#### [What to produce]
Report back every line below that carries the word "player".

#### [Listed records]

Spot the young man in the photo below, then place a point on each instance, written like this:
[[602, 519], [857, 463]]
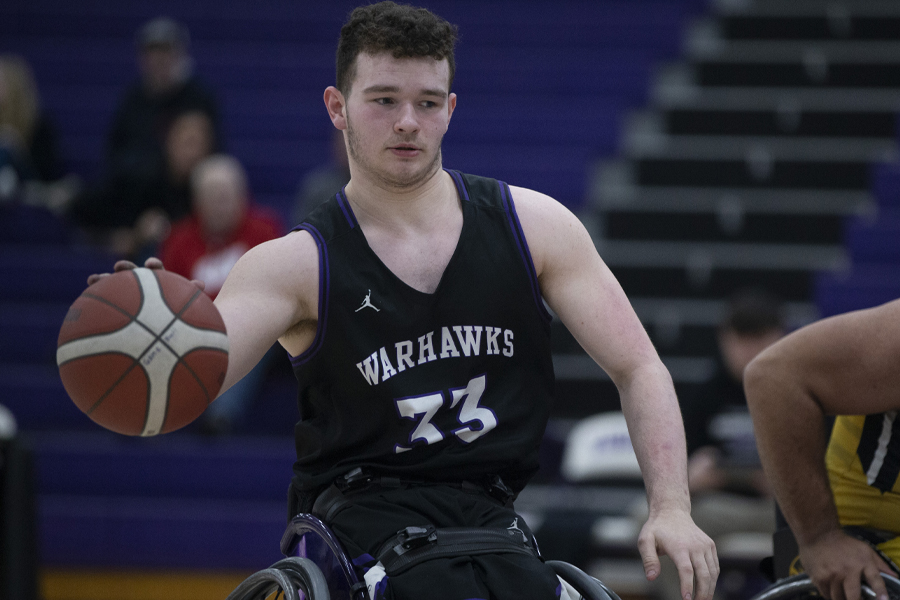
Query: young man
[[411, 304], [844, 365]]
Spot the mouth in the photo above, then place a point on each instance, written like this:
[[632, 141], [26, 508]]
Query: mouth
[[405, 148]]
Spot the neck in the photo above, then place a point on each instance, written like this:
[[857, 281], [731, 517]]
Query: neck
[[417, 206]]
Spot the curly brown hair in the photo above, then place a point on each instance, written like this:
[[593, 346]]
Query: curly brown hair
[[403, 30]]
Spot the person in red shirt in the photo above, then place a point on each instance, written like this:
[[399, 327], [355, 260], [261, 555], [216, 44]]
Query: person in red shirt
[[205, 245], [223, 225]]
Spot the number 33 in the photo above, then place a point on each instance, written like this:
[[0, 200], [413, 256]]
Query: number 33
[[475, 420]]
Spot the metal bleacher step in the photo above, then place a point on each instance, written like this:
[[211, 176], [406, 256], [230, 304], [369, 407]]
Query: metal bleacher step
[[108, 500]]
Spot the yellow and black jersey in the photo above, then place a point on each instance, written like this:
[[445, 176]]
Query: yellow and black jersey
[[863, 461]]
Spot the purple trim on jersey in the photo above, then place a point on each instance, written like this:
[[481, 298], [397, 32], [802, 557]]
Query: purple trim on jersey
[[460, 186], [522, 245], [345, 207], [324, 288]]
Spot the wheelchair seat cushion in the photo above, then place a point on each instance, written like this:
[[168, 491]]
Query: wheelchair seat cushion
[[371, 519]]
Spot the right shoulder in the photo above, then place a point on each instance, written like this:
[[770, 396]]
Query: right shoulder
[[286, 267]]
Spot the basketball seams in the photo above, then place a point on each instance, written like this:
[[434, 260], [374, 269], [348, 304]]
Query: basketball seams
[[142, 313]]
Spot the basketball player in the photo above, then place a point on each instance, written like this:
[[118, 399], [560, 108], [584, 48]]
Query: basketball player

#### [Answer box]
Spot the basketball player in the photo above, then place a point on each instance, written like this:
Query: basketball player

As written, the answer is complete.